— begin DATA —
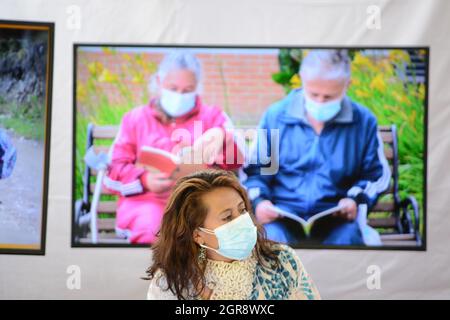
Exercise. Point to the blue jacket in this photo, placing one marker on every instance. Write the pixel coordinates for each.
(316, 171)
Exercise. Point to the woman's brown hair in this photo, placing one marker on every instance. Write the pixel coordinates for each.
(175, 252)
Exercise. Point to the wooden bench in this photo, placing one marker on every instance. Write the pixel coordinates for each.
(396, 219)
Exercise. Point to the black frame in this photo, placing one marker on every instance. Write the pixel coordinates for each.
(401, 204)
(50, 26)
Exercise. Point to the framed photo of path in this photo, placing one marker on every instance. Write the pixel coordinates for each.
(26, 68)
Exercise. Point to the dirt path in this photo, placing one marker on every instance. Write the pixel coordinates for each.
(21, 195)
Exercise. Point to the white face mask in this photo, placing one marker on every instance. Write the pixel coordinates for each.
(323, 111)
(177, 104)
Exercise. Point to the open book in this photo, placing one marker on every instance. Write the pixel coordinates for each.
(159, 160)
(307, 224)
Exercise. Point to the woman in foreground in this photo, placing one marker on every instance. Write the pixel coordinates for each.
(210, 247)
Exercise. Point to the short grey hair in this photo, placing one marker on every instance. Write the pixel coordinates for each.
(326, 64)
(176, 60)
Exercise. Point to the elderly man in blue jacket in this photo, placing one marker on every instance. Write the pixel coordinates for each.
(329, 153)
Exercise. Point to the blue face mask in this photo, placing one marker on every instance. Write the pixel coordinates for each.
(177, 104)
(324, 111)
(237, 238)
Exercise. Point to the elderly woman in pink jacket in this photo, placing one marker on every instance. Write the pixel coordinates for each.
(176, 107)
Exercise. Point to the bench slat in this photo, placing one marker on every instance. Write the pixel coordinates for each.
(390, 222)
(104, 190)
(104, 132)
(106, 224)
(399, 236)
(400, 243)
(384, 207)
(107, 207)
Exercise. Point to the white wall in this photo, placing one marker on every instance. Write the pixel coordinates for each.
(339, 274)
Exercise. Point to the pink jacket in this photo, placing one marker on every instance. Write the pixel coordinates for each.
(148, 125)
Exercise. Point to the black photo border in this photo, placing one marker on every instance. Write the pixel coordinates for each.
(50, 28)
(422, 247)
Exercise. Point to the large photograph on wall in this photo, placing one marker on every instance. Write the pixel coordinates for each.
(328, 142)
(26, 58)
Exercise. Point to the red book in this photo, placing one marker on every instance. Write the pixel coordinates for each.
(158, 160)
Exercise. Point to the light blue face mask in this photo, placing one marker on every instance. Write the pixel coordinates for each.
(237, 238)
(177, 104)
(322, 111)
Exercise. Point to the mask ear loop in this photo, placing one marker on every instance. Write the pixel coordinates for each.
(208, 232)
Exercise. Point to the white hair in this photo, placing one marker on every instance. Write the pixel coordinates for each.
(326, 64)
(176, 60)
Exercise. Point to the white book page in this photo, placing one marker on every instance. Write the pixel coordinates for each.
(313, 218)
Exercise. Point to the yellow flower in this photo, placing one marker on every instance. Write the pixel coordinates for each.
(295, 81)
(399, 56)
(361, 94)
(107, 76)
(361, 60)
(95, 68)
(421, 91)
(126, 57)
(378, 83)
(81, 91)
(108, 50)
(138, 78)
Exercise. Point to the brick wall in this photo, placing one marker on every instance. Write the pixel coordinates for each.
(239, 83)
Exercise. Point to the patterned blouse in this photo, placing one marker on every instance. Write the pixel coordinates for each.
(249, 280)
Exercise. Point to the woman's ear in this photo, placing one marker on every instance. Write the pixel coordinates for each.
(198, 238)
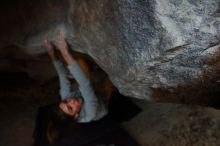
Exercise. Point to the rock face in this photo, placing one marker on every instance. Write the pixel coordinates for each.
(140, 44)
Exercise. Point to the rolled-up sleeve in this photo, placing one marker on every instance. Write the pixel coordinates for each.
(87, 92)
(65, 85)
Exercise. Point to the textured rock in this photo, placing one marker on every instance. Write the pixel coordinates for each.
(141, 44)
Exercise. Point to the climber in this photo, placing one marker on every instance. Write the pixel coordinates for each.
(82, 104)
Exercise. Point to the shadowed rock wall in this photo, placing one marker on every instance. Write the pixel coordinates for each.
(140, 44)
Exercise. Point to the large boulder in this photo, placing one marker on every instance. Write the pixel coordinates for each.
(140, 44)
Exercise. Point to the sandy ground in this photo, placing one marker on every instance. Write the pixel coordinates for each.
(157, 125)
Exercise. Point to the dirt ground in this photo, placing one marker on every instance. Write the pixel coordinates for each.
(157, 125)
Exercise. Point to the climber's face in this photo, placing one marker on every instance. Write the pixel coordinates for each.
(71, 106)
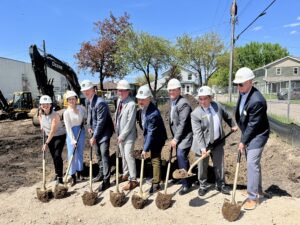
— end DATA —
▶ [REQUIREMENT]
Please write out the rows again, starting with the line containing "Exercise. Point to the sandy" and going on through the last row, keeping each request and shifting the pixel coordinates by adding 122 to every number in them. Leave the pictures out.

▶ [EXPECTED OUTPUT]
Exercise. Point to the sandy ground in this photo, placing one marker on every instance. Write the pixel coordinates for each.
(279, 247)
Exercise. Point to the dirt ground in this photo, placing one marker on every instance. Write the pixel coordinates for each.
(279, 247)
Exercise. Point to the climber's face in this photo, placing one marker on every instance. Write the pixel coordinates for each.
(193, 228)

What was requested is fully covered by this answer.